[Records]

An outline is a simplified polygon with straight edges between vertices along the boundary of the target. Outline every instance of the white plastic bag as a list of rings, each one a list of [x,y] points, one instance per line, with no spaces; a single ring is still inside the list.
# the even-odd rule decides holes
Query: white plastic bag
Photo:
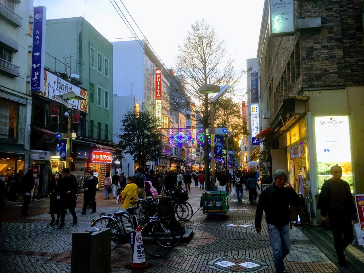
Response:
[[[233,188],[231,190],[231,193],[230,194],[231,195],[234,195],[236,194],[236,193],[235,192],[235,188]]]

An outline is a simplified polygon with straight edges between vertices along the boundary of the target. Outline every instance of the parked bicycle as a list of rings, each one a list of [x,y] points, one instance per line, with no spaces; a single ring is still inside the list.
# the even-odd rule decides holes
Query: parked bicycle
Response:
[[[113,250],[120,245],[127,244],[127,233],[135,231],[138,226],[141,226],[146,253],[153,257],[163,257],[179,244],[183,234],[179,223],[168,217],[160,217],[158,209],[154,216],[148,216],[147,209],[148,206],[157,208],[159,202],[158,199],[147,201],[139,199],[131,203],[143,204],[140,206],[144,211],[141,219],[138,219],[135,213],[139,207],[129,207],[126,211],[115,211],[112,214],[99,214],[100,217],[92,222],[91,226],[111,229],[111,250]]]

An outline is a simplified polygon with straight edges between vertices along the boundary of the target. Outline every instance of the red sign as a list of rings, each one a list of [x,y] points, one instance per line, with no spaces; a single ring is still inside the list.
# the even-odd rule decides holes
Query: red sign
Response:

### Prompt
Return every line of the data above verbatim, leaving out the pictures.

### Solution to this exercise
An outline is a simplified polygon with straight edges between vertices along the boundary of the target. Outline every instance of the white plastic bag as a list of rings, each one a list of [x,y] points, one instance per line, with no spaces; a single ring is still inside the list.
# the even-odd rule decides holes
Query: white plastic bag
Photo:
Response:
[[[233,188],[231,190],[231,193],[230,194],[231,195],[234,195],[236,194],[236,193],[235,192],[235,188]]]

An outline is a simplified polygon with straight edges between vertices along the boundary of the target. Outline every instance of the parked bicycle as a list of rings, each one a list of [x,y] points, one instance per line, with no spaces; a single ring is still inside the list.
# the even-odd rule decides holes
Query: parked bicycle
Response:
[[[113,250],[120,245],[127,244],[127,233],[135,231],[138,226],[141,226],[146,253],[153,257],[163,257],[179,244],[183,234],[179,223],[168,217],[160,217],[158,209],[154,216],[148,216],[147,209],[148,206],[157,208],[159,202],[158,199],[147,201],[139,199],[131,203],[143,204],[140,206],[144,211],[141,219],[138,219],[135,213],[139,207],[129,207],[126,211],[115,211],[112,214],[99,214],[100,217],[92,222],[91,226],[111,229],[111,250]]]

An outline is a simplified polygon with straight edges between vertices along the boundary of the target. Outline every instance of the red sign as a list of rings, each one a list of [x,y] points, one instance per line, with no spaces; a single ring is still inside the list.
# the even-odd rule decides holes
Query: red sign
Response:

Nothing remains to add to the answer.